- **EXTRAHIERTER TEXT**:
·····

Obwohl Sie mir sagten, daß Sie diesen Befehl Ihrem Verteidiger bereits erklärt haben, muß ich doch diese Frage in einer etwas anderen Form an Sie richten. Waren Sie der Ansicht, daß ein Offizier das Recht hatte, Menschen ohne Gerichtsverfahren und Voruntersuchung zu erschießen?

KEITEL: In der deutschen Armee hat es von jeher gegen eigene Soldaten, ebenso wie für Gegner, Standgerichte gegeben, die stets zusammengesetzt werden konnten aus einem Offizier und ein bis zwei Soldaten, die drei als Richter auftretend. Das nennen wir ein Standgericht. Es muß nur immer ein Offizier als Oberster in diesem Gericht vorhanden sein. Ich muß aber hierzu grundsätzlich die Erklärung, die ich gestern gegeben habe, wiederholen...

GENERAL RUDENKO: Einen Augenblick bitte. Ich bitte Sie, auf folgende Frage zu antworten: Wurde nicht durch dieses Dokument ein Rechts- und Prozeßverfahren im Falle sogenannter Verdächtiger abgeschafft und den Offizieren des deutschen Heeres das Recht zur Erschießung übertragen? Ist das richtig?

KEITEL: Bei deutschen Soldaten war es richtig und war es zugelassen. Es gibt ein Kriegsgericht mit richterlichen Beamten und es gibt ein Standgericht, das sich aus Soldaten zusammensetzt. Diese sind berechtigt, im Standgerichtsverfahren gegen jeden Soldaten des deutschen Heeres ein entsprechendes Urteil zu vollziehen und zu vollstrecken.

·····

- **QUELLENMATERIAL**:

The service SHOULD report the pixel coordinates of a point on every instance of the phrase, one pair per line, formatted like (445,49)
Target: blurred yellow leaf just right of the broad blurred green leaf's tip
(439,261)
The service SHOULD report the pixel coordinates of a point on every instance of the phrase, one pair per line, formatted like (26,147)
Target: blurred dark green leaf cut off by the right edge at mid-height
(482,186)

·····

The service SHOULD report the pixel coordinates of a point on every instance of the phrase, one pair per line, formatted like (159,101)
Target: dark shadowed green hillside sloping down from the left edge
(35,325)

·····

- **IHRE ANWEISUNGEN**: Extrahieren Sie aus dem Vernehmungsprotokoll wortgetreu den Abschnitt, der mit den Worten „KEITEL: In der“ einsetzt und mit „gegeben habe, wiederholen...“ schließt.

- **LÖSUNG DER AUFGABE**:
KEITEL: In der deutschen Armee hat es von jeher gegen eigene Soldaten, ebenso wie für Gegner, Standgerichte gegeben, die stets zusammengesetzt werden konnten aus einem Offizier und ein bis zwei Soldaten, die drei als Richter auftretend. Das nennen wir ein Standgericht. Es muß nur immer ein Offizier als Oberster in diesem Gericht vorhanden sein. Ich muß aber hierzu grundsätzlich die Erklärung, die ich gestern gegeben habe, wiederholen...